■ **Problem**
Repeat word for word the part of the late-events text below that runs from "How Late Events" to "from the past.".

■ **Text segment**
begin

Watermark is at 10:10. An event with event_time=10:03 arrives now. Since 10:03 < 10:10 (watermark), it is late. With a 10-minute delay, the acceptance threshold is 10:10 − 10min = 10:00. Since 10:03 ≥ 10:00, the event IS accepted. An event with event_time=09:58 would be dropped (09:58 < 10:00).

How Late Events Arrive in Kafka

Kafka is the most common source for Structured Streaming. Late events arrive due to: (1) Mobile/IoT devices that buffer events and flush when connectivity returns. (2) Producer retries — if a producer fails and retries, the second attempt arrives later. (3) Kafka partition lag — consumers reading slow partitions see older messages later. (4) Time zone bugs — incorrectly set device clocks create events that appear to be from the past.

📱

Mobile Buffering

App goes offline, buffers 50 events, comes back online and flushes all at once — all 50 arrive "late"

end

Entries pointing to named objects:
begin

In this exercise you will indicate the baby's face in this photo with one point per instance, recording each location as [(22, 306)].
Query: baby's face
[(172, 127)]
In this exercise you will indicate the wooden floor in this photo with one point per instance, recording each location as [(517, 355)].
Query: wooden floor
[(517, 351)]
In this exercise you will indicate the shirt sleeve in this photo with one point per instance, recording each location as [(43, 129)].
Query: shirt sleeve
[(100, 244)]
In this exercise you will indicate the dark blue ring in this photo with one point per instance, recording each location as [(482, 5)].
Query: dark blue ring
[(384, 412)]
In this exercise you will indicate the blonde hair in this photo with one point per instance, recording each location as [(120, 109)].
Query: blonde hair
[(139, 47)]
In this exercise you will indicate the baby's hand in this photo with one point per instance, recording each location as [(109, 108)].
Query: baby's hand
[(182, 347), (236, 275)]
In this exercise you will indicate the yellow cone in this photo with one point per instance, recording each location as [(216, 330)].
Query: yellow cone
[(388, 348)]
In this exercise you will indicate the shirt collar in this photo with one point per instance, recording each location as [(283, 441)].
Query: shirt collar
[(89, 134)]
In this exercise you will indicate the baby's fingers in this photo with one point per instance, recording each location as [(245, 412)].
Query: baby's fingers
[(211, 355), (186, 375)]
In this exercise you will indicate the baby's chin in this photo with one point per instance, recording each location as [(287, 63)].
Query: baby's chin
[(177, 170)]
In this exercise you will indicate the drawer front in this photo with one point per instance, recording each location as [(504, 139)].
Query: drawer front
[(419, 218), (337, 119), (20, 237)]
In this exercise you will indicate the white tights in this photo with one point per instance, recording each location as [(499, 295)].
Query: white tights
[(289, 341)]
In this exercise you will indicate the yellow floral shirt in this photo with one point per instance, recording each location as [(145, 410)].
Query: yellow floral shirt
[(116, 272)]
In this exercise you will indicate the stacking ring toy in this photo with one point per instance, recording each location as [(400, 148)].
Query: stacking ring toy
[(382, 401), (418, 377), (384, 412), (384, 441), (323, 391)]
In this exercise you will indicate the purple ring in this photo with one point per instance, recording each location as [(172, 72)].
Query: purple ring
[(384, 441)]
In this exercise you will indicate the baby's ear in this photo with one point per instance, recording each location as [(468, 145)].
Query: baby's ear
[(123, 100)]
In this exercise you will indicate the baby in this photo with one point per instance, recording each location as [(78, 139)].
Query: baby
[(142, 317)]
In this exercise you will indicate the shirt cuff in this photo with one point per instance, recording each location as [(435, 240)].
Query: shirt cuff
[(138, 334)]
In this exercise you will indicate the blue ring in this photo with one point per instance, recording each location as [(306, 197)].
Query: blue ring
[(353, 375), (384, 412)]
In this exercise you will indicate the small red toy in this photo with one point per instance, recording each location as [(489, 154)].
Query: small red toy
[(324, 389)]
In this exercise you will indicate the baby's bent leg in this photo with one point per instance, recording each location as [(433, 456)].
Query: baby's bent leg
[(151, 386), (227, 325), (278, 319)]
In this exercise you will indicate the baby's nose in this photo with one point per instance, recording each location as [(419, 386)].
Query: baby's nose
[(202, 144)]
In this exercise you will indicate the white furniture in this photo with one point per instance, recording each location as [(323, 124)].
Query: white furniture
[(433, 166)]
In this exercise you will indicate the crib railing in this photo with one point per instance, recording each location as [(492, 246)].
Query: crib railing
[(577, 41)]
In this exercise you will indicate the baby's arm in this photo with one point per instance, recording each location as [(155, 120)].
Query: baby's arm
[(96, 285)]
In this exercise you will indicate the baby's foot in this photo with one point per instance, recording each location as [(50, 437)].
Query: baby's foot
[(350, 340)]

end

■ **Task output**
How Late Events Arrive in Kafka

Kafka is the most common source for Structured Streaming. Late events arrive due to: (1) Mobile/IoT devices that buffer events and flush when connectivity returns. (2) Producer retries — if a producer fails and retries, the second attempt arrives later. (3) Kafka partition lag — consumers reading slow partitions see older messages later. (4) Time zone bugs — incorrectly set device clocks create events that appear to be from the past.